### TO DO
Emit a verbatim copy of the lines running from the line with "-- sample [104,513]." through the end of the material below.

### RECORD SET
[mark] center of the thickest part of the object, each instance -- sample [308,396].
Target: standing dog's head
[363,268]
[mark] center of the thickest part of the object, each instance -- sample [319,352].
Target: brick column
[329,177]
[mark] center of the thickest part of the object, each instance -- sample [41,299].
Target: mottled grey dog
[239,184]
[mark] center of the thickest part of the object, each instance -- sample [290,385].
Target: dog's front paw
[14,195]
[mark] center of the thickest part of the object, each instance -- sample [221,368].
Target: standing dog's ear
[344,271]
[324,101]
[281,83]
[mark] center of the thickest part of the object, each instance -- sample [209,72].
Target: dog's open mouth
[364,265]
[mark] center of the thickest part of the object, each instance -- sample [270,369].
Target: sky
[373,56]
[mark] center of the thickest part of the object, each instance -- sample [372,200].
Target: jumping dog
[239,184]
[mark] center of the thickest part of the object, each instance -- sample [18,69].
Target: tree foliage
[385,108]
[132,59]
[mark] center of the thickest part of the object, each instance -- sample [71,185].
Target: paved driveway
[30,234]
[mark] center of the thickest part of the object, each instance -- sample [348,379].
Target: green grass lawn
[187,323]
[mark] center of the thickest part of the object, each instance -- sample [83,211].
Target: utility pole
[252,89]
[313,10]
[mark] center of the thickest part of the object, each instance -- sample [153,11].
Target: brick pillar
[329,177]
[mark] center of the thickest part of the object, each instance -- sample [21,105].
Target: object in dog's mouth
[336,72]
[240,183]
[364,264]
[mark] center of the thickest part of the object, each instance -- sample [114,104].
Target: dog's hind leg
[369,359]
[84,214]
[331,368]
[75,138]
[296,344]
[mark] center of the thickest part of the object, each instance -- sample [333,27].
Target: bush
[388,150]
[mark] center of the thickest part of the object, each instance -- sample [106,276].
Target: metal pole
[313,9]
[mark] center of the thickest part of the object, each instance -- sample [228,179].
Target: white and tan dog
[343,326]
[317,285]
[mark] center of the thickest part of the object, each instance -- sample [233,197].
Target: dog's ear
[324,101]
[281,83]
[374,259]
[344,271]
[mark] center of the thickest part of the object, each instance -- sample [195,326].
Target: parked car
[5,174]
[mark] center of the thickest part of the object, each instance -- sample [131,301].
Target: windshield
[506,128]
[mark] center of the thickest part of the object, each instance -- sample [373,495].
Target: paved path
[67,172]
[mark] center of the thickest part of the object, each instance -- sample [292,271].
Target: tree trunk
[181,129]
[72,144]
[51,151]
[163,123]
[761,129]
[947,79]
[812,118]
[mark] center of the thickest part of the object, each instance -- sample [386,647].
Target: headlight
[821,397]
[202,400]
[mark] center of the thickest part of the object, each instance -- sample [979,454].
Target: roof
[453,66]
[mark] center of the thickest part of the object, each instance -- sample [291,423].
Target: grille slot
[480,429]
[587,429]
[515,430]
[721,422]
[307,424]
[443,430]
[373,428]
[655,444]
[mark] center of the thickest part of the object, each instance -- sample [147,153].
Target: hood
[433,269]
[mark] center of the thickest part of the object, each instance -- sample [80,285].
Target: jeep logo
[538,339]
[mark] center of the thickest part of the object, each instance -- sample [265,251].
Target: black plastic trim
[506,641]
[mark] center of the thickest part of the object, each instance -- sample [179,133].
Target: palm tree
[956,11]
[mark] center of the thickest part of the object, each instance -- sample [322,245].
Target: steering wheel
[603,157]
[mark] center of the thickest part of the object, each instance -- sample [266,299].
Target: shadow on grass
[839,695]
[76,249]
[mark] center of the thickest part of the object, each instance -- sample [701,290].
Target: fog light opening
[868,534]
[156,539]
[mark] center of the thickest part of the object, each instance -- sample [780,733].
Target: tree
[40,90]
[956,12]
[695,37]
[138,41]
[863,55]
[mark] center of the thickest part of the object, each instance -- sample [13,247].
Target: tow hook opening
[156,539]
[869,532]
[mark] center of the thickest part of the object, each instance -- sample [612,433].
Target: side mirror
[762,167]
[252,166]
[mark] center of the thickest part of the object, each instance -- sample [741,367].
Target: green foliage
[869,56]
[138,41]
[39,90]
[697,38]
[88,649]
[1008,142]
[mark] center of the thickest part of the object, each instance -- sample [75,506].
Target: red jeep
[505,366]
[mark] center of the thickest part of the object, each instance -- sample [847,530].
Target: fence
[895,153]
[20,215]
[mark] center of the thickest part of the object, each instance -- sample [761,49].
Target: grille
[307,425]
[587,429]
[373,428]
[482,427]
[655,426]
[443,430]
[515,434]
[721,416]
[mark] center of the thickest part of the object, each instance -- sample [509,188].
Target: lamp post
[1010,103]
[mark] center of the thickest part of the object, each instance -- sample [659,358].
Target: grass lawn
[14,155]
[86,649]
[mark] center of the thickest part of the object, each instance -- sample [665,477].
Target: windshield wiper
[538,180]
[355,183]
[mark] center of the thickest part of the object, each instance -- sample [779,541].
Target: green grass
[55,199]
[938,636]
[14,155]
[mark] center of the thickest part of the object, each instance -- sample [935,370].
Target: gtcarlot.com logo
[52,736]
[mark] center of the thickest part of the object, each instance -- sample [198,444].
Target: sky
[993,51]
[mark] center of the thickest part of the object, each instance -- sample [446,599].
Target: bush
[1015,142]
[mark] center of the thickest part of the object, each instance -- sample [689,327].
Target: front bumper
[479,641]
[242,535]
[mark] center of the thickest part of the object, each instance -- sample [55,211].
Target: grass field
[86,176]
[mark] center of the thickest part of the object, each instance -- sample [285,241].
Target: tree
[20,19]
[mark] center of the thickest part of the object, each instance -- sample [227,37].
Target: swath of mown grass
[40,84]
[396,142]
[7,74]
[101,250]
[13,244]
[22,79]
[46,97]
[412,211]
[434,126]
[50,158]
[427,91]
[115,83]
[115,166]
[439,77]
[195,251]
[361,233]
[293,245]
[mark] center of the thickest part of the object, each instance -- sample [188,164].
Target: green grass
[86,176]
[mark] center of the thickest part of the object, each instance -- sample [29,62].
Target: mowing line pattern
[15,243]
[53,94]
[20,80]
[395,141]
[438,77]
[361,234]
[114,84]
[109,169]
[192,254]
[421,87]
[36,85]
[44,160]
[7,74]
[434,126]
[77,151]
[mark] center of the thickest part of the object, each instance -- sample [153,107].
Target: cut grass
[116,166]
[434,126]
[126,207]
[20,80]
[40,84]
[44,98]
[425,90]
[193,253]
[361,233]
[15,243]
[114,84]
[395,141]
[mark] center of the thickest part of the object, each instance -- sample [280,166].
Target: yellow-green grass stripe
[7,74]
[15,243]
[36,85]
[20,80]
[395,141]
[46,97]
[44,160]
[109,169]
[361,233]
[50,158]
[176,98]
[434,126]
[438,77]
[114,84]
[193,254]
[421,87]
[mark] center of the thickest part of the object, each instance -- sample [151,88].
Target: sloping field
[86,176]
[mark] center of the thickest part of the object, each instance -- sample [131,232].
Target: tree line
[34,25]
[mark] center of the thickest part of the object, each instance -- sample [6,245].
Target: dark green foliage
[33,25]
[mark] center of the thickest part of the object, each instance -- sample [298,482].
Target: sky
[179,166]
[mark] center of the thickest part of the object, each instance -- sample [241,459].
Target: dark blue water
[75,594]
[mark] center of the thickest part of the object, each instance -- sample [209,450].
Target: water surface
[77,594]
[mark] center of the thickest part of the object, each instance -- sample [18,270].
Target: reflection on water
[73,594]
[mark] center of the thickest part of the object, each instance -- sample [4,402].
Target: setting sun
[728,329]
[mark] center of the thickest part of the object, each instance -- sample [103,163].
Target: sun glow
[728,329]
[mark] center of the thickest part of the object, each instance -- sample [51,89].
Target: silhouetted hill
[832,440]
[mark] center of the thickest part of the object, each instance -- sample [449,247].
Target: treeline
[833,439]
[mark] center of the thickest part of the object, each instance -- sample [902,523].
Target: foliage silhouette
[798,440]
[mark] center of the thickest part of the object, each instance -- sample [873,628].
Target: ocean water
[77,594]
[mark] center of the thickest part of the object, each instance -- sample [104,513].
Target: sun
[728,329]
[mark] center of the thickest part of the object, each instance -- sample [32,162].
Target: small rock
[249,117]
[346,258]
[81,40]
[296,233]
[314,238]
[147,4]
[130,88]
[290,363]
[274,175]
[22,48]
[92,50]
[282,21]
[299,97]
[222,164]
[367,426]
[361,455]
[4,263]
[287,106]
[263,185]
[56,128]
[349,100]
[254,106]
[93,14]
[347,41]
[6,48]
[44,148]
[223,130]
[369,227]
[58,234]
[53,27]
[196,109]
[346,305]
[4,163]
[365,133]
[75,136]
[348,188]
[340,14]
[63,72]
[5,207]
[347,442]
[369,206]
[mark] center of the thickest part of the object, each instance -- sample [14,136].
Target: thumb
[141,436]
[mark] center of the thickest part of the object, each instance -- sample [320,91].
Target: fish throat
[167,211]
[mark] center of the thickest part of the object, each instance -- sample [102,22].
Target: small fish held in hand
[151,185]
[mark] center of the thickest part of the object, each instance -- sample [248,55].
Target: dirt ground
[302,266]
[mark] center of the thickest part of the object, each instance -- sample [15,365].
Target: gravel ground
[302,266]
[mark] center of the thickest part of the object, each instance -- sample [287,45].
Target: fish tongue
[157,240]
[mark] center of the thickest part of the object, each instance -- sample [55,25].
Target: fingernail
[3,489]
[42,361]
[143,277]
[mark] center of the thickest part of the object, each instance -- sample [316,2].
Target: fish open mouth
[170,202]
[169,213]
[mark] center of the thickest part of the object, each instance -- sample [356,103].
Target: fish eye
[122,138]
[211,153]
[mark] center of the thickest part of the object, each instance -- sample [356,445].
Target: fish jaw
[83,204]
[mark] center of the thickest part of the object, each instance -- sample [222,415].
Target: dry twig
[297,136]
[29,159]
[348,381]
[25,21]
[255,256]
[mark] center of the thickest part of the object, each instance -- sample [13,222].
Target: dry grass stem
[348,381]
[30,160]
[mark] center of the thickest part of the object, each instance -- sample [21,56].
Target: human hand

### SOLUTION TO THIS PROBLEM
[mark] center of the thickest part of the object, each instance -- sample [104,513].
Target: sun
[728,329]
[mark] center of the thickest part of the object, each instance -- sample [32,162].
Target: small rock
[249,117]
[346,258]
[81,40]
[296,233]
[314,238]
[147,4]
[130,88]
[290,363]
[274,175]
[22,48]
[92,50]
[282,21]
[299,97]
[222,164]
[367,426]
[361,455]
[4,263]
[287,106]
[263,185]
[56,128]
[349,100]
[254,106]
[93,14]
[347,41]
[6,48]
[44,148]
[223,130]
[369,227]
[58,234]
[53,27]
[196,109]
[346,305]
[4,163]
[365,133]
[75,136]
[348,188]
[340,14]
[63,72]
[5,207]
[347,442]
[369,206]
[mark] center of the thickest part of the object, each instance -- sample [14,136].
Target: thumb
[141,436]
[mark] center of the thickest part of the object, each instance -- sample [320,91].
Target: fish throat
[167,211]
[mark] center of the thickest part of the object, each instance -- sample [102,22].
Target: small fish held in hand
[151,185]
[mark] center of the thickest part of the object, each instance -- sample [248,55].
Target: dirt ground
[302,266]
[mark] center of the thickest part of the object, each instance -- sample [15,365].
Target: gravel ground
[302,266]
[mark] center of the thickest part of the object, each instance -- sample [287,45].
Target: fish tongue
[157,240]
[mark] center of the thickest part of the object, each instance -- sample [55,25].
Target: fingernail
[3,489]
[42,361]
[143,277]
[mark] center of the thickest part of the object, each instance -- sample [316,2].
Target: fish open mouth
[170,202]
[169,213]
[mark] center of the thickest part of the object, each instance -- sample [356,103].
Target: fish eye
[122,138]
[211,153]
[mark] center of the thickest part of the object, each instance -- sample [356,445].
Target: fish jaw
[83,204]
[mark] center of the thickest part of the object, each instance -- sample [222,415].
Target: dry twig
[297,136]
[29,159]
[348,381]
[25,21]
[255,256]
[mark] center of the thickest part of the object, each instance -- sample [13,222].
Target: dry grass stem
[348,381]
[30,160]
[mark] center of the thickest part of the object, each instance -- sample [21,56].
Target: human hand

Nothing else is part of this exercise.